- **PROBLEM**
The line that contains "Phrase: gray seed husk" and all lines following it to the end of the data below: set these down exactly, and nothing besides.

Image-grounded pointing data:
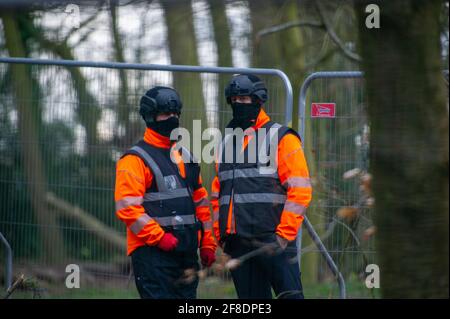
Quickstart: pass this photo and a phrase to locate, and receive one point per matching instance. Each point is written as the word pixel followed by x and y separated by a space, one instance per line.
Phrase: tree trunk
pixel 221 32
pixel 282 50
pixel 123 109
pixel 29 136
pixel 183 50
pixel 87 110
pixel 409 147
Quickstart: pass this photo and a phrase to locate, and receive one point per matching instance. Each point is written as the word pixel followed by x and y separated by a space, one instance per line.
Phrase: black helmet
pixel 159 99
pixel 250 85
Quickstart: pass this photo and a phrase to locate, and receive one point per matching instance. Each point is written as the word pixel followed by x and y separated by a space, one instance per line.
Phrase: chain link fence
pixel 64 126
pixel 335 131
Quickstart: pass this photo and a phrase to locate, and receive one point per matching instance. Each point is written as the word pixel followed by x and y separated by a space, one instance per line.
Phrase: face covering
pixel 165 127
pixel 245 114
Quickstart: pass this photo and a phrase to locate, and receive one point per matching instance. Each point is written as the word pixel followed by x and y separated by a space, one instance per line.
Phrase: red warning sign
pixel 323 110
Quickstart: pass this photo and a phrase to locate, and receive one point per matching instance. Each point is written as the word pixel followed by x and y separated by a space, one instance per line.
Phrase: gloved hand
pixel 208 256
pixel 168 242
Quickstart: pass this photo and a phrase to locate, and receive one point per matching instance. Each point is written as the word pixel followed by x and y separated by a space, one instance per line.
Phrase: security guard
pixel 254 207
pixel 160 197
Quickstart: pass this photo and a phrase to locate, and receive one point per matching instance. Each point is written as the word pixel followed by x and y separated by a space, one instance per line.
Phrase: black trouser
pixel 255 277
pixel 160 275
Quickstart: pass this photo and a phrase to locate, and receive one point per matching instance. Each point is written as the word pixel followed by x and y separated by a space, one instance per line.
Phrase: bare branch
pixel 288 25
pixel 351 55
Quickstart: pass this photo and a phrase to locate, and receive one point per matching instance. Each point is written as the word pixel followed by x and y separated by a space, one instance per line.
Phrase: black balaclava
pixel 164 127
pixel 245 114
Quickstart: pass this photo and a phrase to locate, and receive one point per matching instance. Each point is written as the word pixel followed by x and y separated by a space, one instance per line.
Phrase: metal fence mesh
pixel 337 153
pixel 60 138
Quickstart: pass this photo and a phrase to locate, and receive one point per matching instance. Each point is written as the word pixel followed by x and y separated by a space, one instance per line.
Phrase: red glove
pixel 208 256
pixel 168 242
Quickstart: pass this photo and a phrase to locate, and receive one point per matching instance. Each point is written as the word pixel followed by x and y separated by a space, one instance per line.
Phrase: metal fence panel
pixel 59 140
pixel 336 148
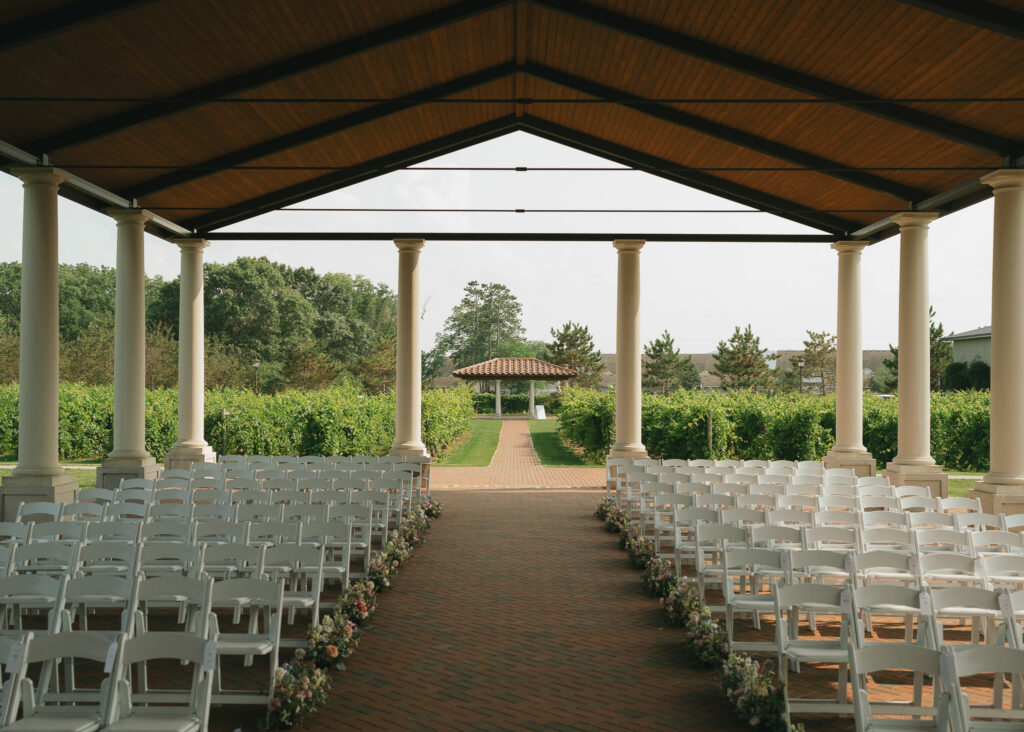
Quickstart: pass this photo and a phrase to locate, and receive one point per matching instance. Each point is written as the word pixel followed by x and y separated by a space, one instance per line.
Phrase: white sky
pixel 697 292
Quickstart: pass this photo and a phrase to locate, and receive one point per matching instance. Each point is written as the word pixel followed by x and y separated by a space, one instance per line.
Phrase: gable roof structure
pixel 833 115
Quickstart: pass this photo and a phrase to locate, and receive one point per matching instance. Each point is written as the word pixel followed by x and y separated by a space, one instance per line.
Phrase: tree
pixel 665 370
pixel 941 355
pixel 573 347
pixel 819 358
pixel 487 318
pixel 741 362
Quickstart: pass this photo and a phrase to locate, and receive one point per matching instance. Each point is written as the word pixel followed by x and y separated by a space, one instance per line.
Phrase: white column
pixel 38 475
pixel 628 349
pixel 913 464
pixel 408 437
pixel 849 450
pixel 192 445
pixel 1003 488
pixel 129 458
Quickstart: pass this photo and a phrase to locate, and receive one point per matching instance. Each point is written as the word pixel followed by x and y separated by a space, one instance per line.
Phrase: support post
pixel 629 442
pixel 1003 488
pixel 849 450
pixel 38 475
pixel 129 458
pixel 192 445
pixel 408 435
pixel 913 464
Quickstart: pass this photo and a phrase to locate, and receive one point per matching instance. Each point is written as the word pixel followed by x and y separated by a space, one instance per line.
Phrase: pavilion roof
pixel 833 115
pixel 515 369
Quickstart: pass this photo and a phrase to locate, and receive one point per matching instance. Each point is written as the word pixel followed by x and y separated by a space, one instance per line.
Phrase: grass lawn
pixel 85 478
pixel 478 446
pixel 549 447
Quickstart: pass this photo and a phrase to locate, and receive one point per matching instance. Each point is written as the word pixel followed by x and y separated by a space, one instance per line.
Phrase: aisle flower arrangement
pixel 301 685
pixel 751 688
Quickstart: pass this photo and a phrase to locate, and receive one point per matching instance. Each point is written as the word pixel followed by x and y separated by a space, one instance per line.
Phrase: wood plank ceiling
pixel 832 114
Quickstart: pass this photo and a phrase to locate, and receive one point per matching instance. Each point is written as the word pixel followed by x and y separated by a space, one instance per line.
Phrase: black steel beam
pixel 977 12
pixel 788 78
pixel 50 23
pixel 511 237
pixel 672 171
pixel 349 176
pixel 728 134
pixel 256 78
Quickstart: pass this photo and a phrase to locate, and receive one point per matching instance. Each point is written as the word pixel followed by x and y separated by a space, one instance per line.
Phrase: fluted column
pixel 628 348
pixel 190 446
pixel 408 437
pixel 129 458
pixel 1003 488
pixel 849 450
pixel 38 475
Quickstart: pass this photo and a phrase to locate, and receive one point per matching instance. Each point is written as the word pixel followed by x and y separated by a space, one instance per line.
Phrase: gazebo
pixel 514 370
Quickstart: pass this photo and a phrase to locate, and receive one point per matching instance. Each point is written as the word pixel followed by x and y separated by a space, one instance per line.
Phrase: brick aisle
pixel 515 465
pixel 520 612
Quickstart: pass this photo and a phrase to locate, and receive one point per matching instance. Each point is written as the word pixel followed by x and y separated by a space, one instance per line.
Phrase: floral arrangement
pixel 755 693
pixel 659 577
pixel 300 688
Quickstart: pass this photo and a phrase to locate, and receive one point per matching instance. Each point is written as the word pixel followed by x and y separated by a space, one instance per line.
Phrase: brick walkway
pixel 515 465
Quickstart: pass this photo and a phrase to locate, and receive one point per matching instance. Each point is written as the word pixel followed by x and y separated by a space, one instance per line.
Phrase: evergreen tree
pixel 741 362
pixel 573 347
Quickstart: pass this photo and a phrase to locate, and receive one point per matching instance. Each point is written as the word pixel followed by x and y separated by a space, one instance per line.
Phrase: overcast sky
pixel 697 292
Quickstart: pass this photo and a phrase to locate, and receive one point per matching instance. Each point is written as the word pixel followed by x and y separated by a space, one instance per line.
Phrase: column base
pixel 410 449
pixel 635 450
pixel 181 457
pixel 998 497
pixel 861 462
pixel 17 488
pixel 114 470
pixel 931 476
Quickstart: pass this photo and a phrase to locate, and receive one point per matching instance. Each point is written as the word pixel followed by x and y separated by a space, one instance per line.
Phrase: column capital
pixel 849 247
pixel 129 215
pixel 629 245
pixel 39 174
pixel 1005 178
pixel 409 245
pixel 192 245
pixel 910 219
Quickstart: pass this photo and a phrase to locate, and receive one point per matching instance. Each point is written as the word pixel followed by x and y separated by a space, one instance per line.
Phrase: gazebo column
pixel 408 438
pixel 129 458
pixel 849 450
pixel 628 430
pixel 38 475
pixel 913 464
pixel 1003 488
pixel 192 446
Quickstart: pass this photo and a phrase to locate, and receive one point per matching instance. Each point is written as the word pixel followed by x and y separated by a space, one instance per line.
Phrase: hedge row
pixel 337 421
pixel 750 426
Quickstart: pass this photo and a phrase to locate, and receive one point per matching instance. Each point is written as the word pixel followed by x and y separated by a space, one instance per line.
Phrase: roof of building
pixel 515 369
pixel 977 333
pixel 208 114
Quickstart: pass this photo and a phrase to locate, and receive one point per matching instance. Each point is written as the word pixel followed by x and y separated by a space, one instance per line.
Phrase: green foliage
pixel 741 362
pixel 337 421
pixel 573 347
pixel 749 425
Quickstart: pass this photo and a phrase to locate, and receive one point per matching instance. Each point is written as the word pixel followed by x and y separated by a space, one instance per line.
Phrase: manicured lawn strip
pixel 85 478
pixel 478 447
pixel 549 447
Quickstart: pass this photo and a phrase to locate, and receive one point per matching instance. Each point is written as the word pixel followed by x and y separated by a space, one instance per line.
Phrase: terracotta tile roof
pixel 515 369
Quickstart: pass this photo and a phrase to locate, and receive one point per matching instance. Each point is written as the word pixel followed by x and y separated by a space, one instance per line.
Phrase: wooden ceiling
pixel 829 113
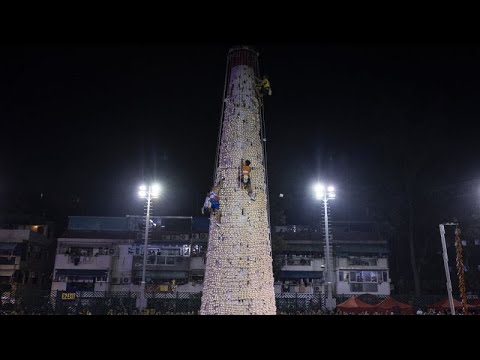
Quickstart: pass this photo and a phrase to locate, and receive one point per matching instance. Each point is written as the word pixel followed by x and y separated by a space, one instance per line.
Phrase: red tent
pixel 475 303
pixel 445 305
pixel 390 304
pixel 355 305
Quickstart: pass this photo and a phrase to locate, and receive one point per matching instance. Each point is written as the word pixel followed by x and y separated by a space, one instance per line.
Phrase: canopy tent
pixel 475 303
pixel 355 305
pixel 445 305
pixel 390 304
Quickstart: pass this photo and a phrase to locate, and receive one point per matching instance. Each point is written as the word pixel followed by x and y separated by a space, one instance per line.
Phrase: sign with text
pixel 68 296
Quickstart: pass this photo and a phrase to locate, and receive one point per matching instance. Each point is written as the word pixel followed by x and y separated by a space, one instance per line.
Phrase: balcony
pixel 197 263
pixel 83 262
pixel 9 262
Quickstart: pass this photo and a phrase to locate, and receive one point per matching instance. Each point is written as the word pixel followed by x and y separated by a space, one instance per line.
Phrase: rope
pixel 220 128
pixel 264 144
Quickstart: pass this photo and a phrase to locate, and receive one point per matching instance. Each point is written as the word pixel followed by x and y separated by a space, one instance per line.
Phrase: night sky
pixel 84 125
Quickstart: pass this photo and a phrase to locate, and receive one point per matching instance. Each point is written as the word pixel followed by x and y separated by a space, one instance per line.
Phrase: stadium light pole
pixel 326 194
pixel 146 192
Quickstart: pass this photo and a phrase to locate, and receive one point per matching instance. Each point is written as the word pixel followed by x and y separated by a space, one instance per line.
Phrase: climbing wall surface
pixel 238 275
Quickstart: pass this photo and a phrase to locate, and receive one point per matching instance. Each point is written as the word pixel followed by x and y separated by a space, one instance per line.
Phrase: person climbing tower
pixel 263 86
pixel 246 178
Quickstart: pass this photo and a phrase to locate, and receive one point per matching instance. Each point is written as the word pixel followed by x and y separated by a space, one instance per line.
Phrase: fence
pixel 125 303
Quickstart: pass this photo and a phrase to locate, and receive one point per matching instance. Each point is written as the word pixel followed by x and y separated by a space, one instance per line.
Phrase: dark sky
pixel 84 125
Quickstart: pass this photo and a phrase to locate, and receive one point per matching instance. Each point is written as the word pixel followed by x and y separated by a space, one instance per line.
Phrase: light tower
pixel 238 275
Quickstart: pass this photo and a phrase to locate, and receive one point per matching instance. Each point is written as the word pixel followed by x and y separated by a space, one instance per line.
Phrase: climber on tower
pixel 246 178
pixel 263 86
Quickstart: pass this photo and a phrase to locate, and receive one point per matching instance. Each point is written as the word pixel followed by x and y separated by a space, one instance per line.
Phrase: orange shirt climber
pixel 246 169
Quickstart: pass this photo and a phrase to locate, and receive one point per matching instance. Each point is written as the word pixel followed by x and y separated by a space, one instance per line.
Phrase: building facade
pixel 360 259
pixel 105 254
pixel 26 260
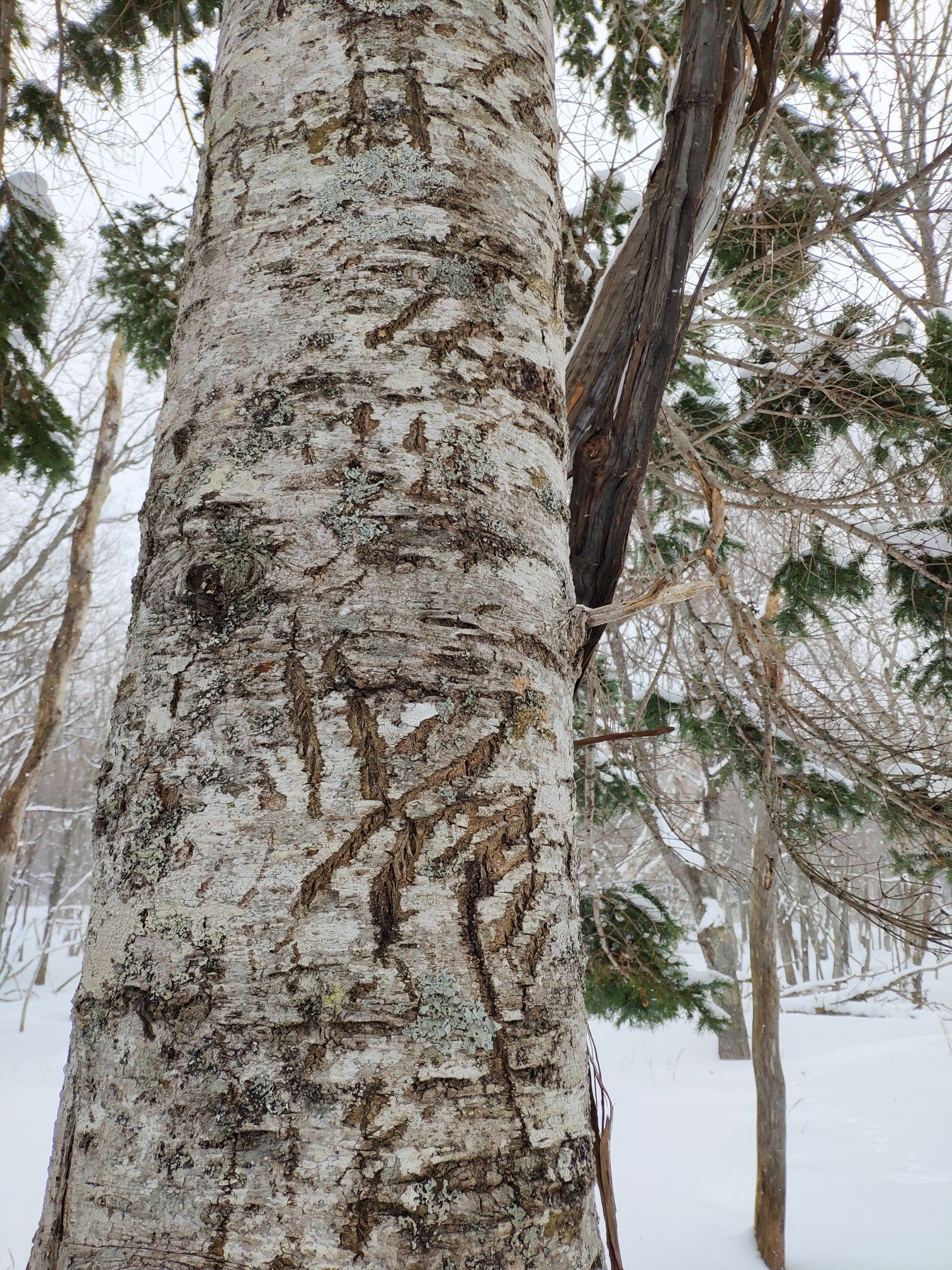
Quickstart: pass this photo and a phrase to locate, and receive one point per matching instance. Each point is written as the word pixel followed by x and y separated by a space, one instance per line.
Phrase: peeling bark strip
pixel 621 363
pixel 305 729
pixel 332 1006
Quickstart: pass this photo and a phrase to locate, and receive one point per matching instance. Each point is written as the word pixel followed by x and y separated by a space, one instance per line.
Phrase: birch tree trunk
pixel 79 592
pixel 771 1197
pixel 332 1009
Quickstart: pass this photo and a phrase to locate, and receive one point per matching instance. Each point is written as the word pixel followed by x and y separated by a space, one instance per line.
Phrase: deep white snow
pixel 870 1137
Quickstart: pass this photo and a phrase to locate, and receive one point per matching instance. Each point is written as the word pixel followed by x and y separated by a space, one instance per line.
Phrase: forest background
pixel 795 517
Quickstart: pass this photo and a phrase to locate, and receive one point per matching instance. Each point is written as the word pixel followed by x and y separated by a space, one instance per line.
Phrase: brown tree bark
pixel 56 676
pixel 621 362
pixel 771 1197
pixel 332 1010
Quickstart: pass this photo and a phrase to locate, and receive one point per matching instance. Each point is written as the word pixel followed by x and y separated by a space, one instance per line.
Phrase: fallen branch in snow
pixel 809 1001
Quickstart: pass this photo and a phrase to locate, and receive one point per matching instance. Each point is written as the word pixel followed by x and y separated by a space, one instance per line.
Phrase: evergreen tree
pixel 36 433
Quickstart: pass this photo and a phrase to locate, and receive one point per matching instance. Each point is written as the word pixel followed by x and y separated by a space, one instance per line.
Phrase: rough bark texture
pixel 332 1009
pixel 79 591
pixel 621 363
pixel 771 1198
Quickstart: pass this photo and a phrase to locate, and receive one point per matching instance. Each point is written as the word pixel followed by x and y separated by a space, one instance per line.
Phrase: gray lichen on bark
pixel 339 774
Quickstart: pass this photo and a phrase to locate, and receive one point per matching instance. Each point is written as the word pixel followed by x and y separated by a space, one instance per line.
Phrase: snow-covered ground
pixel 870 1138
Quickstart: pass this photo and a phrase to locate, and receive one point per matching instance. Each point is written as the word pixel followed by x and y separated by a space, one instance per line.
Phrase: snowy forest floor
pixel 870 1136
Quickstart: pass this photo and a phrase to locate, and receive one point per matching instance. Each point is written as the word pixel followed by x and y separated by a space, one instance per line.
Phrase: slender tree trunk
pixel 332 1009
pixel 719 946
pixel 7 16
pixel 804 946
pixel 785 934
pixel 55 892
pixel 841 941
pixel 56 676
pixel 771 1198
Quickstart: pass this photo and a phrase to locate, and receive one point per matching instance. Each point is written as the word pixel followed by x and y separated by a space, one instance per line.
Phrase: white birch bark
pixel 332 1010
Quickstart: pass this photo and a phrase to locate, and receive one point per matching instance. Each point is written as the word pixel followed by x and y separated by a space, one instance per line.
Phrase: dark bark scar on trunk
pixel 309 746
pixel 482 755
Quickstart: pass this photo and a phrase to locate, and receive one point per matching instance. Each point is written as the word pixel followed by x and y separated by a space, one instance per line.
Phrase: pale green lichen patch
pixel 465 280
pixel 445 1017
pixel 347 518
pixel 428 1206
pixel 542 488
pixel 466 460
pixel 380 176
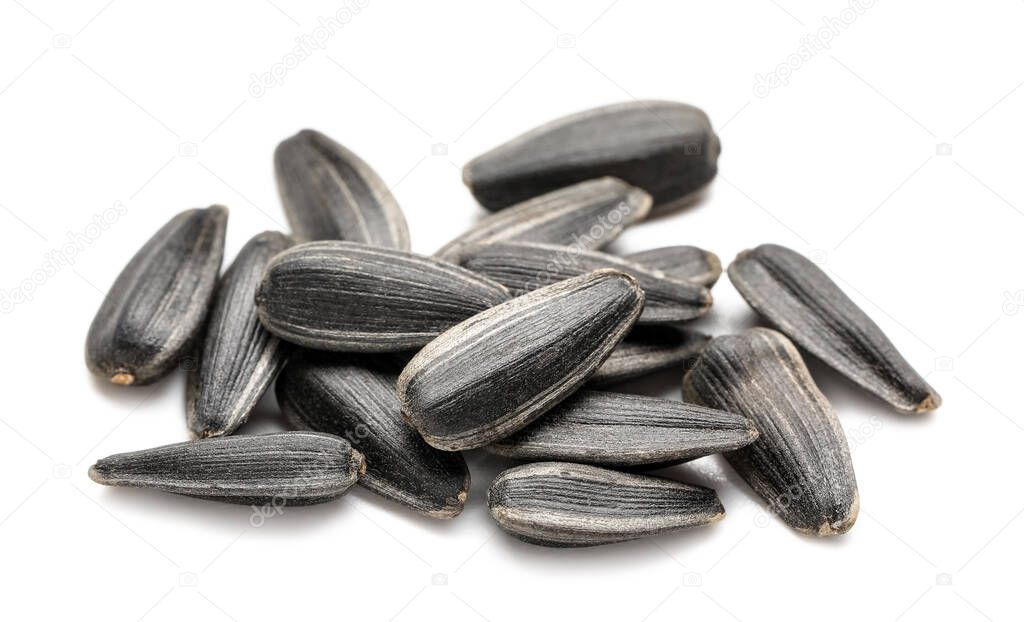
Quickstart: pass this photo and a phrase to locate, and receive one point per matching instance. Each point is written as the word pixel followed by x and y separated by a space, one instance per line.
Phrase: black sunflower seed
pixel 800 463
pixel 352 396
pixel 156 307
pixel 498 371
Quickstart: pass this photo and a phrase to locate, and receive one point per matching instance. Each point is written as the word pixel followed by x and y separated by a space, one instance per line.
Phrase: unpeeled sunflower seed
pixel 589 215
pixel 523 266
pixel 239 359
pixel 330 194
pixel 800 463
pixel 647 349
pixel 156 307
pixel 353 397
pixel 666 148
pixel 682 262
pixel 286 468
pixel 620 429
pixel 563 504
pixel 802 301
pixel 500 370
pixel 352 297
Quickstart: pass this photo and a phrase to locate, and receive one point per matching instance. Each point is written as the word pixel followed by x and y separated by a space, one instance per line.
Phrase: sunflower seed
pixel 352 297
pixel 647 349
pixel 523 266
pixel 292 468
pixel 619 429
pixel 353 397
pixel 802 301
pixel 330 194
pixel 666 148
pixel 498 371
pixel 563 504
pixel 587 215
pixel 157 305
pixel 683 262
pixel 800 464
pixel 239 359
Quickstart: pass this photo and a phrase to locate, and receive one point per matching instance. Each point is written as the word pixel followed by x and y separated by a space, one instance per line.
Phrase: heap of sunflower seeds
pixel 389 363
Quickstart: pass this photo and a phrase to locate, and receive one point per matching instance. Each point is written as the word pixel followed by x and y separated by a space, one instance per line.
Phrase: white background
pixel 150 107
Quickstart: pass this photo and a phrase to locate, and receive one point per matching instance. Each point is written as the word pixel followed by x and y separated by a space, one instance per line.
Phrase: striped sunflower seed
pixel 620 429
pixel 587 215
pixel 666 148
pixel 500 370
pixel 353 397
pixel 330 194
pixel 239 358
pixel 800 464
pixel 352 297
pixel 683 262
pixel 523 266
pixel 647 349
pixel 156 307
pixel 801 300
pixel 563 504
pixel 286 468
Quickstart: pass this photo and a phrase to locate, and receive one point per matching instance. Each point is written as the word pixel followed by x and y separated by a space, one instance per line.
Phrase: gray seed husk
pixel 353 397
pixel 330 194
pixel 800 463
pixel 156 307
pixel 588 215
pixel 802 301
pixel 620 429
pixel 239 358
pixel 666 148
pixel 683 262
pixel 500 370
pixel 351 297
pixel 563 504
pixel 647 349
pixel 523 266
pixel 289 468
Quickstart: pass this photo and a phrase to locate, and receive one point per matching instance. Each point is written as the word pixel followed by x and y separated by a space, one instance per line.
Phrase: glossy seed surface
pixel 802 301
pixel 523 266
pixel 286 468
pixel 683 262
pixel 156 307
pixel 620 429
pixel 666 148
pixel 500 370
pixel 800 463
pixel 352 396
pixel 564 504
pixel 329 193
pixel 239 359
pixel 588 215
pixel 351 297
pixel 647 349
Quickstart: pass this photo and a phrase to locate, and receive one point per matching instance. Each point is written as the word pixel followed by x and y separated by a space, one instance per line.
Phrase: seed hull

- **TASK RESULT**
Phrase: gray seed husk
pixel 353 397
pixel 330 194
pixel 800 463
pixel 156 307
pixel 588 215
pixel 802 301
pixel 620 429
pixel 239 358
pixel 666 148
pixel 683 262
pixel 500 370
pixel 351 297
pixel 563 504
pixel 647 349
pixel 523 266
pixel 289 468
Quickstart: pass this photo and a phrase to locate, and receive one point per matching instance. Each point is written as the word pixel followed by x and y separated by a space, one instance per line.
Phrase: glossy seed surface
pixel 802 301
pixel 523 266
pixel 286 468
pixel 683 262
pixel 156 307
pixel 620 429
pixel 666 148
pixel 500 370
pixel 800 463
pixel 352 396
pixel 564 504
pixel 329 193
pixel 239 359
pixel 588 215
pixel 351 297
pixel 647 349
Quickstart: pass this photo and a phrase to locate, and receive one point per matching instance. Each point is written as the word pixel followed by x and y separated by a space, one instance per line.
Phrase: seed hull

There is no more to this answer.